(Records from a data source)
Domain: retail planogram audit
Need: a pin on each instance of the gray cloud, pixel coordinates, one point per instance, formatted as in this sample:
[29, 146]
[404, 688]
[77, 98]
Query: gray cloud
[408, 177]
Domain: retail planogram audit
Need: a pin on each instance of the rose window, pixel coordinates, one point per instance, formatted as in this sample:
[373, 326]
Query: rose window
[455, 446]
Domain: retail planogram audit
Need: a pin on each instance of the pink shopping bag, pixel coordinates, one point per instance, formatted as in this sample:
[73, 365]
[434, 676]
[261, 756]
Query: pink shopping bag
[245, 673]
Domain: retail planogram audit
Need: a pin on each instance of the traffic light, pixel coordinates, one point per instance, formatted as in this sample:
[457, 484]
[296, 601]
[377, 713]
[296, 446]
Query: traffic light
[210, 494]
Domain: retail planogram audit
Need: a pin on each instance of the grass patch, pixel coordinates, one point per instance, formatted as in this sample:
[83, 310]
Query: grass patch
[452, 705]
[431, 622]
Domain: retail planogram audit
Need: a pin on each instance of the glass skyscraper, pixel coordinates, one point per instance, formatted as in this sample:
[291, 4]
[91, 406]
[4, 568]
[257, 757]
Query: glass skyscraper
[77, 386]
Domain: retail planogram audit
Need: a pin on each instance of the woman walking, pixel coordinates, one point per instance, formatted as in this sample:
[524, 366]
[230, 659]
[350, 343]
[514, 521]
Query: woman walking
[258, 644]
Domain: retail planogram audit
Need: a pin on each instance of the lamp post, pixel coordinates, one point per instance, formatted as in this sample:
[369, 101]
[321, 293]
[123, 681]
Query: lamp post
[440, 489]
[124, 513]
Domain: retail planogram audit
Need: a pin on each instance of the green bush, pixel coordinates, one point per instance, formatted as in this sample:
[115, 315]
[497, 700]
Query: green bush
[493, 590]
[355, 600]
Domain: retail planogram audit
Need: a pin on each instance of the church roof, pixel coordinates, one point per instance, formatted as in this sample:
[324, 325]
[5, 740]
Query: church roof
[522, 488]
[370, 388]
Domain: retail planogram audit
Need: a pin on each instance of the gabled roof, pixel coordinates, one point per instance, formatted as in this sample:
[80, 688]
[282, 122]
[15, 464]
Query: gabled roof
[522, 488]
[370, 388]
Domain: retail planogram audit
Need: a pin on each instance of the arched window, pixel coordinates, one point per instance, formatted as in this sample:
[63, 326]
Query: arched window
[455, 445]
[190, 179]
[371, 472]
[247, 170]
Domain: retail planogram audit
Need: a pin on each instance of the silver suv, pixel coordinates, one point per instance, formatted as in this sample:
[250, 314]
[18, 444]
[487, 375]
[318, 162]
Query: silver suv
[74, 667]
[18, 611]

**TASK:**
Pick out and copy each line in the records above that contains the word "walking".

**FINISHED ANSWER:**
Need: a pin on each instance of the woman walking, pixel coordinates, one point per instance, formatted as in this sample:
Query: woman walking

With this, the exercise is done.